Use this URL to cite or link to this record in EThOS:
Title: Easing information extraction on the web through automated rules discovery
Author: Ortona, Stefano
ISNI:       0000 0004 6494 7711
Awarding Body: University of Oxford
Current Institution: University of Oxford
Date of Award: 2016
Availability of Full Text:
Access from EThOS:
Full text unavailable from EThOS. Please try the link below.
Access from Institution:
The advent of the era of big data on the Web has made automatic web information extraction an essential tool in data acquisition processes. Unfortunately, automated solutions are in most cases more error prone than those created by humans, resulting in dirty and erroneous data. Automatic repair and cleaning of the extracted data is thus a necessary complement to information extraction on the Web. This thesis investigates the problem of inducing cleaning rules on web extracted data in order to (i) repair and align the data w.r.t. an original target schema, (ii) produce repairs that are as generic as possible such that different instances can benefit from them. The problem is addressed from three different angles: replace cross-site redundancy with an ensemble of entity recognisers; produce general repairs that can be encoded in the extraction process; and exploit entity-wide relations to infer common knowledge on extracted data. First, we present ROSeAnn, an unsupervised approach to integrate semantic annotators and produce a unied and consistent annotation layer on top of them. Both the diversity in vocabulary and widely varying accuracy justify the need for middleware that reconciles different annotator opinions. Considering annotators as "black-boxes" that do not require per-domain supervision allows us to recognise semantically related content in web extracted data in a scalable way. Second, we show in WADaR how annotators can be used to discover rules to repair web extracted data. We study the problem of computing joint repairs for web data extraction programs and their extracted data, providing an approximate solution that requires no per-source supervision and proves effective across a wide variety of domains and sources. The proposed solution is effective not only in repairing the extracted data, but also in encoding such repairs in the original extraction process. Third, we investigate how relationships among entities can be exploited to discover inconsistencies and additional information. We present RuDiK, a disk-based scalable solution to discover first-order logic rules over RDF knowledge bases built from web sources. We present an approach that does not limit its search space to rules that rely on "positive" relationships between entities, as in the case with traditional mining of constraints. On the contrary, it extends the search space to also discover negative rules, i.e., patterns that lead to contradictions in the data.
.....
Goal 1:
Set down the passage from the thesis record above, starting with "Use this URL" and going on through "the link below.".
Goal 2:
In the thesis record above, what is the name of the disk-based solution for discovering first-order logic rules over RDF knowledge bases?

Extracted information:
.....
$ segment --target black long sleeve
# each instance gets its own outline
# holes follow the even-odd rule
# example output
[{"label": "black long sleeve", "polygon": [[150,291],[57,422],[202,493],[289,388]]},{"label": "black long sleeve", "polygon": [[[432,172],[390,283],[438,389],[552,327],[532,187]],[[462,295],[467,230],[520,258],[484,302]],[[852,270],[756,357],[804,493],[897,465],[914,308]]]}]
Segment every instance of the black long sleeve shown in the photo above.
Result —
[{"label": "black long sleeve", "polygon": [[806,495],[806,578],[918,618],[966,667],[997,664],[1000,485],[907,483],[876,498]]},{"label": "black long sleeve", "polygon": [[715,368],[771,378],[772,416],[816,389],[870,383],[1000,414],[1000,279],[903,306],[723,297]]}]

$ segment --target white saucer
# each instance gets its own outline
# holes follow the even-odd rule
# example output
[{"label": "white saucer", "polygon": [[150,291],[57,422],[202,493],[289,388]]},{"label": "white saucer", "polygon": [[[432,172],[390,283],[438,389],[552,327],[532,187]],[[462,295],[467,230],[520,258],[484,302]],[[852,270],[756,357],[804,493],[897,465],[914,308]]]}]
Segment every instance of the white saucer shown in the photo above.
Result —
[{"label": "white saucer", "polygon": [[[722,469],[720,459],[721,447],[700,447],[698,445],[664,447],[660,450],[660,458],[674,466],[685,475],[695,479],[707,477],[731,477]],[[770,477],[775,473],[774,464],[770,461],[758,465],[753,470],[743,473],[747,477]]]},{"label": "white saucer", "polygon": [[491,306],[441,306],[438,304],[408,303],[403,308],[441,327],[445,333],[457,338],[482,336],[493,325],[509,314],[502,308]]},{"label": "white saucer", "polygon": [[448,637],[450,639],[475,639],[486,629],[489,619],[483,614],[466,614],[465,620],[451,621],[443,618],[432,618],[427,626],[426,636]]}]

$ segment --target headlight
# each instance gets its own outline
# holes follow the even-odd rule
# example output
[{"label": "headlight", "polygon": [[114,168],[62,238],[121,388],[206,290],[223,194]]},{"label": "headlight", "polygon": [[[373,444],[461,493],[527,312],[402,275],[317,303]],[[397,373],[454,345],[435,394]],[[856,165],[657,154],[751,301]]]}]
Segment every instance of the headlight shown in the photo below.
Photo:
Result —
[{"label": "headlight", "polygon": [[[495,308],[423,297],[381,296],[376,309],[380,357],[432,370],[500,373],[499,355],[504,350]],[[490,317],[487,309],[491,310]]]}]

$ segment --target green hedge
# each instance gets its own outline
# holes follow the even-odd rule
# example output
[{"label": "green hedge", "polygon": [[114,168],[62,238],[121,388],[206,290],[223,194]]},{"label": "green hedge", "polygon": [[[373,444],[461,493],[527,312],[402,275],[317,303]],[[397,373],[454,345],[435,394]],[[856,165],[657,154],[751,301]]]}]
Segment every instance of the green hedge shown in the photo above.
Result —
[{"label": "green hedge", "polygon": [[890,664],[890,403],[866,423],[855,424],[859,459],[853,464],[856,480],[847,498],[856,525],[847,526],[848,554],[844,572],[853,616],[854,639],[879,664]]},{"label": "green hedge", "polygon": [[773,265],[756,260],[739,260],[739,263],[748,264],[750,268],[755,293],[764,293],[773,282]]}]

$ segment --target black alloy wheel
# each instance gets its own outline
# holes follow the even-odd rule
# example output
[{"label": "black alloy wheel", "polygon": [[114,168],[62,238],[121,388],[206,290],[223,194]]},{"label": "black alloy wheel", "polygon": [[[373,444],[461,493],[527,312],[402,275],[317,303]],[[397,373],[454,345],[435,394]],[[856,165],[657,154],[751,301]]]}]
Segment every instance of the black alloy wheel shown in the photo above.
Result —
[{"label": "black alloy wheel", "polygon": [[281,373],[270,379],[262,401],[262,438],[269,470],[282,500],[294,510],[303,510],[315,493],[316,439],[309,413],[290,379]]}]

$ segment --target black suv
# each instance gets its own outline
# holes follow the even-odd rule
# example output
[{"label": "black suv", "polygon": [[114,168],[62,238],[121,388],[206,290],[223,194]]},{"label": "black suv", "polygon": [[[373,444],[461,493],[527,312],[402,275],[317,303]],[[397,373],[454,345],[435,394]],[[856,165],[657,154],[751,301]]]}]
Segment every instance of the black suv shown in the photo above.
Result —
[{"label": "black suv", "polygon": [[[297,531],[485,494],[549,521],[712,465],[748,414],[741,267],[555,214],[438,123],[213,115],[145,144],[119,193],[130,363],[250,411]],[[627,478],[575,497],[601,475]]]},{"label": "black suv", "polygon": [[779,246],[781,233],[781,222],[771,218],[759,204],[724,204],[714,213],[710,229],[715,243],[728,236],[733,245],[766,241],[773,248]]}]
.....
Correct answer 1:
Use this URL to cite or link to this record in EThOS:
Title: Easing information extraction on the web through automated rules discovery
Author: Ortona, Stefano
ISNI:       0000 0004 6494 7711
Awarding Body: University of Oxford
Current Institution: University of Oxford
Date of Award: 2016
Availability of Full Text:
Access from EThOS:
Full text unavailable from EThOS. Please try the link below.

Correct answer 2:
RuDiK